[WHAT IS NEEDED]
From the memoir about riding motorbikes below, copy word for word the passage that starts with the words containing "My baby sitters" and ends with "me behind him.".

[PROVIDED TEXT]
####
I’ve been a pillion passenger on many motor bikes, and had several scary moments in my life. Being a sixties rocker, my husband always rode a motorbike and I, like the dutiful wife, accompanied him sometimes, when I wasn’t too busy washing nappies or cooking and cleaning. My first sort-of-scary moment was when I got on the back of his bike one day when we were going for a ride down to Brighton.
My baby sitters were standing at the gate with our two young babies, I was standing on the rear footrests of the bike just about to sit down. My hands were wrapped around two oranges in my leather jacket pockets. My husband opened the throttle at full tilt and roared off, trying to prove that his latest bike did 0-60mph in less than ten seconds. I think he proved it, but I was left sitting in the road outside my house, and he didn’t realise I had come off the back of the bike until he went to lean the bike around a bend, and couldn’t feel me behind him.
Another scary moment in the same era was when we had a sudden snowstorm while I was visiting a friend. I had pushed my baby daughter in a pram and walked the three miles to my friend’s house. My husband turned up later on his motorbike. A couple of hours later, there was thick snow outside, with no sign of it stopping, and it was getting late. No busses ran between our houses. My husband said there would be no problem if he gave me a lift home, and I held our baby wedged between us. In those days, we didn’t wear crash helmets, unless we were going on a long journey, and as far as I know, there were no real laws about not carrying a baby on a motorcycle. My husband went very slowly in the snow, but I was petrified. Just thinking about it now scares me to death!
Years passed, with several incidents of my husband dropping his bike for some reason or another; sometimes his own stupid fault, sometimes due to car drivers failing to notice him. Fortunately the result of these spills caused no ill effect except damages to his bike and apparel. We progressed to a family car, although my husband still had a motorbike for fun. After my children were both at school, I got myself a part-time job, but it was two bus rides away. My husband bought me a little Raleigh run-about. Top speed 30mph. Well, me being a rocker’s wife, I rode my moped flat out everywhere, leaning it over as I went around roundabouts, until one day I got stopped by a policeman who warned me that although the speed limit was 30mph, one wasn’t supposed to do it all the time! However, I didn’t learn, and showing off in front of a yard full of men where I worked, I came haring into the yard at top speed, wearing my little summer mini-dress and flip flops, and braked to a halt. The bike skidded in the gravel and off I came, sitting dishevelled in the gravel, blood pouring from everywhere. I hadn’t really hurt myself much, just my pride. I think I learned my lesson then.
####
[SOURCE DATA]
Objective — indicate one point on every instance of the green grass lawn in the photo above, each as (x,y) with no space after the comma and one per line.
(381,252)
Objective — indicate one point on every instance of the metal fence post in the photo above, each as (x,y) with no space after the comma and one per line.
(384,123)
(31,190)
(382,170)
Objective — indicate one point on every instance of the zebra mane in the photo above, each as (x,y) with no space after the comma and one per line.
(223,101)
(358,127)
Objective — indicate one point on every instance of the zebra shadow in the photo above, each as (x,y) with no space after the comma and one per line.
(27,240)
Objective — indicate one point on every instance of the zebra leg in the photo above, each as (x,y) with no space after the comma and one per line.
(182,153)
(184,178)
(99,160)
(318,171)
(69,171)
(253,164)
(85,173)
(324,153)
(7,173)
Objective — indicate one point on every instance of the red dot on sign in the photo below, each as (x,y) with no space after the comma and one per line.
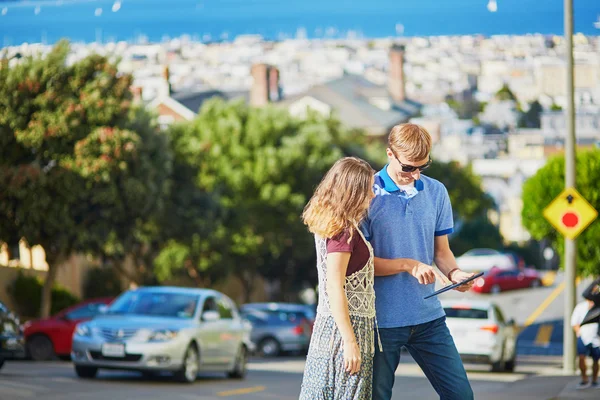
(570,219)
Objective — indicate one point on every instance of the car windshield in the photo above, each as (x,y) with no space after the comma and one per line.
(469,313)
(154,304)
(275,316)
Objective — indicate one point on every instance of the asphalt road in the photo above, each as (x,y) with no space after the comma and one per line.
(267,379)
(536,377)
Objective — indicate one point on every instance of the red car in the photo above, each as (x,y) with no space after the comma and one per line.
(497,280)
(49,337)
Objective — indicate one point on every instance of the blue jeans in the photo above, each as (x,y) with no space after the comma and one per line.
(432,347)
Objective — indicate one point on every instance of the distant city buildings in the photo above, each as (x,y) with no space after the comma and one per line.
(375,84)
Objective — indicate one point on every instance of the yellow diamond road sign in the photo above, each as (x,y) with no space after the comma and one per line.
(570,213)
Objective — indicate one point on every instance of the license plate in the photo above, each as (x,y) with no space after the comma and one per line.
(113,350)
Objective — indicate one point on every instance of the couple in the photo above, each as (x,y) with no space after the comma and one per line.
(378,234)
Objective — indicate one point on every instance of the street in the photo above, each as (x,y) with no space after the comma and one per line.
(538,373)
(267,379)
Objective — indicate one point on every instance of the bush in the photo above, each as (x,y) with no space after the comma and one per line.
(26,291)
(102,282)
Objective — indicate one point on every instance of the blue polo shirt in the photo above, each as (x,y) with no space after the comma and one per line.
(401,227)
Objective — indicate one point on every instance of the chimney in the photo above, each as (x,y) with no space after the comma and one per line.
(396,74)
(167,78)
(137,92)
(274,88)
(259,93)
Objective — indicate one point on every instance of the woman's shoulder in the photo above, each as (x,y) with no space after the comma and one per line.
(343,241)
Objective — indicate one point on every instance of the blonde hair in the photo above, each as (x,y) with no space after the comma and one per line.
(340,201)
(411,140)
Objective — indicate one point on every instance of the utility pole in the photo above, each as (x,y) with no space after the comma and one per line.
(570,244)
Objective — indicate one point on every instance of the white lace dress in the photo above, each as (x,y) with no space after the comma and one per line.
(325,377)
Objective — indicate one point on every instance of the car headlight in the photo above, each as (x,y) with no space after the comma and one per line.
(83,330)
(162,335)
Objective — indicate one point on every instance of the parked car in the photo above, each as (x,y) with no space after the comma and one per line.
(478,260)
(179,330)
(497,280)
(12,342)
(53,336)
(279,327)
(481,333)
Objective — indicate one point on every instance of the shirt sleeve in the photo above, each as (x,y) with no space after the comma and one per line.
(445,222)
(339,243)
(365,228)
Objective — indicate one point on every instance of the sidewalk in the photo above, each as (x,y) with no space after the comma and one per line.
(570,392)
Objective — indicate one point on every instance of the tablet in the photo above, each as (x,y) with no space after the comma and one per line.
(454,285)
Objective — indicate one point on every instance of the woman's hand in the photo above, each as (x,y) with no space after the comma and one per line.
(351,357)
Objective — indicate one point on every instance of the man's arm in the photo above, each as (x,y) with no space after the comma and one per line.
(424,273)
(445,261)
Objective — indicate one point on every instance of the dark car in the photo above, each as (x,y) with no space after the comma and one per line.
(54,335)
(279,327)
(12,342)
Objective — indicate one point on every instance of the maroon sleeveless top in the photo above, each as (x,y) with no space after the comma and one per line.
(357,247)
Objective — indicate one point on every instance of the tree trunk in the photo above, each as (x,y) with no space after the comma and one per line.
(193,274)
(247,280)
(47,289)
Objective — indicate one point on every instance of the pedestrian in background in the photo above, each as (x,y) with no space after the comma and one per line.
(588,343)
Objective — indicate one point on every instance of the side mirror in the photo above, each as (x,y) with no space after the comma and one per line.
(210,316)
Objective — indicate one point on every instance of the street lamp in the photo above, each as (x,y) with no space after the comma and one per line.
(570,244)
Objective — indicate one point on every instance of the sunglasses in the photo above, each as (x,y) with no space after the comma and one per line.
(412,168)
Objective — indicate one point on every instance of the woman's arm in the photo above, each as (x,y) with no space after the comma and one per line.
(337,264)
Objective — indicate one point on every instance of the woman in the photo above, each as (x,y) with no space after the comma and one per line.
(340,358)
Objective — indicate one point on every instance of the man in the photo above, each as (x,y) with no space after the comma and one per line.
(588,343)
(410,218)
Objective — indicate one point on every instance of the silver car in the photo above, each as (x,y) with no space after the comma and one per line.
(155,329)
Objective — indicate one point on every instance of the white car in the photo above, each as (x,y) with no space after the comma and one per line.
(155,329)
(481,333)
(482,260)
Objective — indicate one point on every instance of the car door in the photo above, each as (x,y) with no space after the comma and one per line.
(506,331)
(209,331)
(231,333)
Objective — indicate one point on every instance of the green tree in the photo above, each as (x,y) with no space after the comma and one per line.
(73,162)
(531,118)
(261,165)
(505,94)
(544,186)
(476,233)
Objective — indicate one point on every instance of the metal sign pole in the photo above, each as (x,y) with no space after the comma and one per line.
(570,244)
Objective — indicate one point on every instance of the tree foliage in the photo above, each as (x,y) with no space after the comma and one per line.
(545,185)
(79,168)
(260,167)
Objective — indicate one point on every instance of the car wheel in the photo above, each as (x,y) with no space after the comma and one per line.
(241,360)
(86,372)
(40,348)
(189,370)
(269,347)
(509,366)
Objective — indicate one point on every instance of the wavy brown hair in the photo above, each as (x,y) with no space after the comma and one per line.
####
[PROBLEM SOLUTION]
My baby sitters were standing at the gate with our two young babies, I was standing on the rear footrests of the bike just about to sit down. My hands were wrapped around two oranges in my leather jacket pockets. My husband opened the throttle at full tilt and roared off, trying to prove that his latest bike did 0-60mph in less than ten seconds. I think he proved it, but I was left sitting in the road outside my house, and he didn’t realise I had come off the back of the bike until he went to lean the bike around a bend, and couldn’t feel me behind him.